Source document:
◇ ◇ ◇ ◇ ◇

(already subscribe? log in).

Giants’ Brandon Jacobs never backs down

Bob Ryan

THIS STORY APPEARED IN
Boston Articles
February 03, 2012|By Bob Ryan
  • Giants running back Brandon Jacobs runs tough and talks even tougher. It feels great to run over a grown man that doesnt             want you to, he said.
Giants running back Brandon Jacobs runs tough and talks even tougher. It… (Nick Laham/Getty Images )

INDIANAPOLIS - You want to meet a real, live football player?

Say hello to Brandon Jacobs, who will summarize happily what he loves about participating in this rather violent expression of manhood.

“It feels great to run over a grown man that doesn’t want you to,’’ he explains.

Subtlety is not a featured aspect of Jacobs’s game. At 6 feet 4 inches and a listed 265 pounds, he is among the larger men who have ever carried a football for a living in this league. As such, he would rather run over three men than attempt to run around one.

He isn’t even the certified feature back of the New York Giants, although you’d never know it from listening to him. It’s not that he doesn’t respect Ahmad Bradshaw, or doesn’t comprehend why he is part of a tandem at running back and not The Man. It’s just that by the way he carries and expresses himself, you’d assume you were conversing with Jim Brown, or somebody.

Some might even argue he has always promised more than he has delivered. You look at some of the stuff he does and you wonder why he isn’t a perennial All-Pro. “Brandon Jacobs is a freak,’’ maintains Giants offensive coordinator Kevin Gilbride, “and I mean that in a very positive way. There aren’t many guys that big and strong who can run that fast. Once he clears the line of scrimmage, there aren’t many LBs or DBs who want to tackle him.’’

But since rushing for 1,089 yards (5.0 average) and 15 touchdowns in 2008, he has had far more modest numbers. This season, for example, he rushed for 3.8 yards per carry and scored seven touchdowns.

◇ ◇ ◇ ◇ ◇

Extracted data:

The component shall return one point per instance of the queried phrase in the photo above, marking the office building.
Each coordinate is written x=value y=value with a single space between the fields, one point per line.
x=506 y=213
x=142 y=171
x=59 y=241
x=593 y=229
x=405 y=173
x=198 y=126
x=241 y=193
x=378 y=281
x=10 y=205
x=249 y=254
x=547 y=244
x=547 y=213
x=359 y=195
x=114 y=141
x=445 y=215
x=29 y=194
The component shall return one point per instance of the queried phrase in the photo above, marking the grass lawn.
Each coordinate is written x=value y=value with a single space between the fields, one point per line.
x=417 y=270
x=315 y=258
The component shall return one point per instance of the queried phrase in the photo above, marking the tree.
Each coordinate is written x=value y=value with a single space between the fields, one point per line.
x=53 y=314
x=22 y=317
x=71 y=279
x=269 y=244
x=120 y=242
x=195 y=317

◇ ◇ ◇ ◇ ◇

Job 1: Reproduce the passage of the Brandon Jacobs article between "(already subscribe? log" and "live football player?", inclusive, without changing a word.
Job 2: Name every person mentioned by name in the Brandon Jacobs article, including its byline and photo credit.

Output 1:
(already subscribe? log in).

Giants’ Brandon Jacobs never backs down

Bob Ryan

THIS STORY APPEARED IN
Boston Articles
February 03, 2012|By Bob Ryan
  • Giants running back Brandon Jacobs runs tough and talks even tougher. It feels great to run over a grown man that doesnt             want you to, he said.
Giants running back Brandon Jacobs runs tough and talks even tougher. It… (Nick Laham/Getty Images )

INDIANAPOLIS - You want to meet a real, live football player?

Output 2:
Bob Ryan
Brandon Jacobs
Nick Laham
Ahmad Bradshaw
Jim Brown
Kevin Gilbride